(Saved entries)
==========

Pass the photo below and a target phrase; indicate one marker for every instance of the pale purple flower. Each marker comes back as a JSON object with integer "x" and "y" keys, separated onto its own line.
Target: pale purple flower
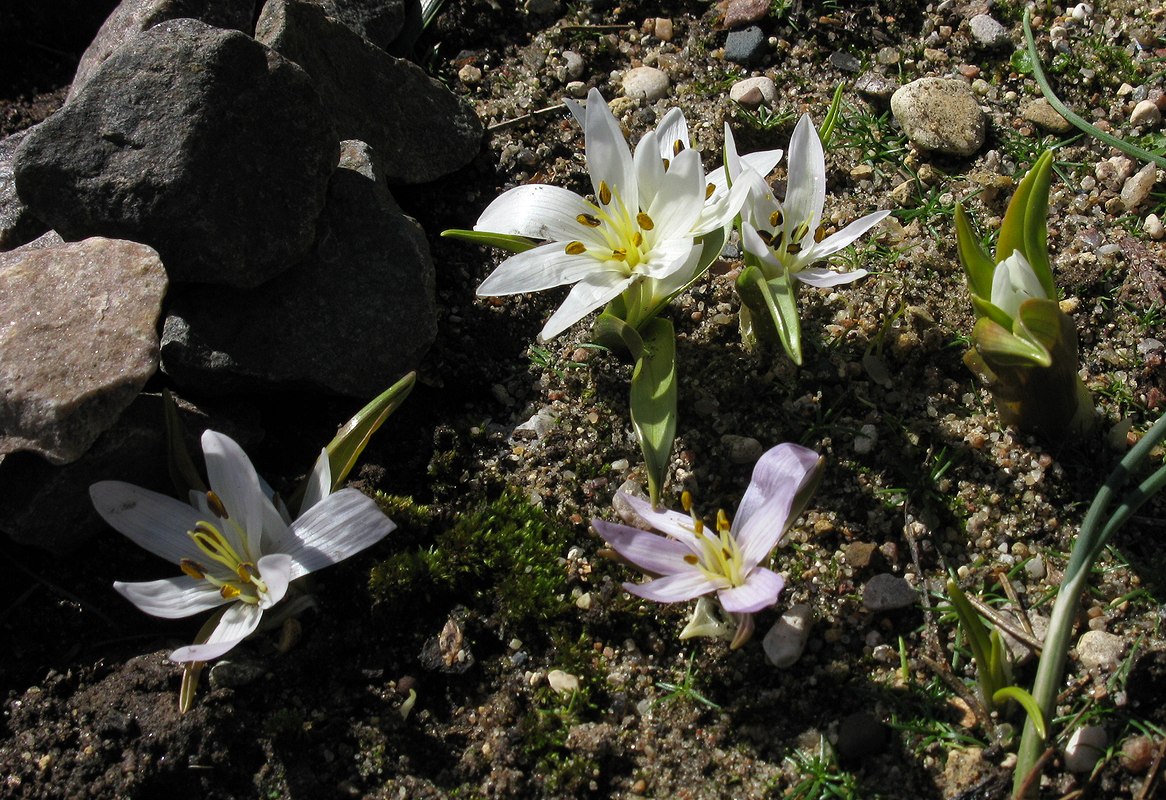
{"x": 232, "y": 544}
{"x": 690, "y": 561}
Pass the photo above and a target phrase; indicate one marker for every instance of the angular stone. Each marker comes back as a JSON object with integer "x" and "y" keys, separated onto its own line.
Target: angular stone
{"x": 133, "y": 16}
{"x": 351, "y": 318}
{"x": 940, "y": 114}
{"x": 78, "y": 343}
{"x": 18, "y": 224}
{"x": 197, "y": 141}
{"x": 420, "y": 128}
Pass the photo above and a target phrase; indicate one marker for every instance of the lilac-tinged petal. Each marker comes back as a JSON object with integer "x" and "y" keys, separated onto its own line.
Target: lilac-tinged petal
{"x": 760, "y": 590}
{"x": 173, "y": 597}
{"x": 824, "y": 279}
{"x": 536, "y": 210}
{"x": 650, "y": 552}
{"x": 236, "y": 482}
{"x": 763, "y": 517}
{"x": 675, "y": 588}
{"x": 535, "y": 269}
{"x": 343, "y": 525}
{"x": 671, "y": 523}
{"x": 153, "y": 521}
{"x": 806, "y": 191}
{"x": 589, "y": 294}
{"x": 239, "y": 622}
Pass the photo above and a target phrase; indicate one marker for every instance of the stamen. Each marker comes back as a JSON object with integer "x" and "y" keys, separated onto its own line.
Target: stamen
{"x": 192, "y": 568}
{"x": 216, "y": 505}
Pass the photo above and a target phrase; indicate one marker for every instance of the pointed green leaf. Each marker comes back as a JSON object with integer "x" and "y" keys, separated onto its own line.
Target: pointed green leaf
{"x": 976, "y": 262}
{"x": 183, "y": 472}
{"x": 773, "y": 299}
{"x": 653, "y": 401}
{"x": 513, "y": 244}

==========

Find "Target: angular stone" in the data above, then repeat that line and all lines after it exactly, ending with the final line.

**Result below**
Target: angular stone
{"x": 133, "y": 16}
{"x": 351, "y": 318}
{"x": 940, "y": 114}
{"x": 78, "y": 343}
{"x": 18, "y": 224}
{"x": 197, "y": 141}
{"x": 420, "y": 128}
Pass the photo above and a target phrase; indicate one marker for every instance of the lilac-tinged petal. Each marker comes back as a JSON object with integer "x" and "y" keys, separated onto its own line.
Target: lilac-tinged petal
{"x": 760, "y": 590}
{"x": 173, "y": 597}
{"x": 824, "y": 279}
{"x": 536, "y": 210}
{"x": 650, "y": 552}
{"x": 236, "y": 482}
{"x": 763, "y": 517}
{"x": 675, "y": 588}
{"x": 535, "y": 269}
{"x": 343, "y": 525}
{"x": 671, "y": 523}
{"x": 153, "y": 521}
{"x": 806, "y": 191}
{"x": 589, "y": 294}
{"x": 239, "y": 622}
Pass the photo above and a target phrase; indicate one marker for every instance of the stamen. Each marker comes back as a JSON object with integer "x" and "y" keys, separated onto its own line.
Target: stamen
{"x": 192, "y": 568}
{"x": 216, "y": 505}
Pass the photo above and a target phrase; indicate one marker for every instance of the pointed green leaf. Each marker comes back as a JSON object with integer "x" and "y" keys, separated onto its own line.
Target: pointed green leaf
{"x": 976, "y": 262}
{"x": 183, "y": 472}
{"x": 773, "y": 299}
{"x": 653, "y": 401}
{"x": 513, "y": 244}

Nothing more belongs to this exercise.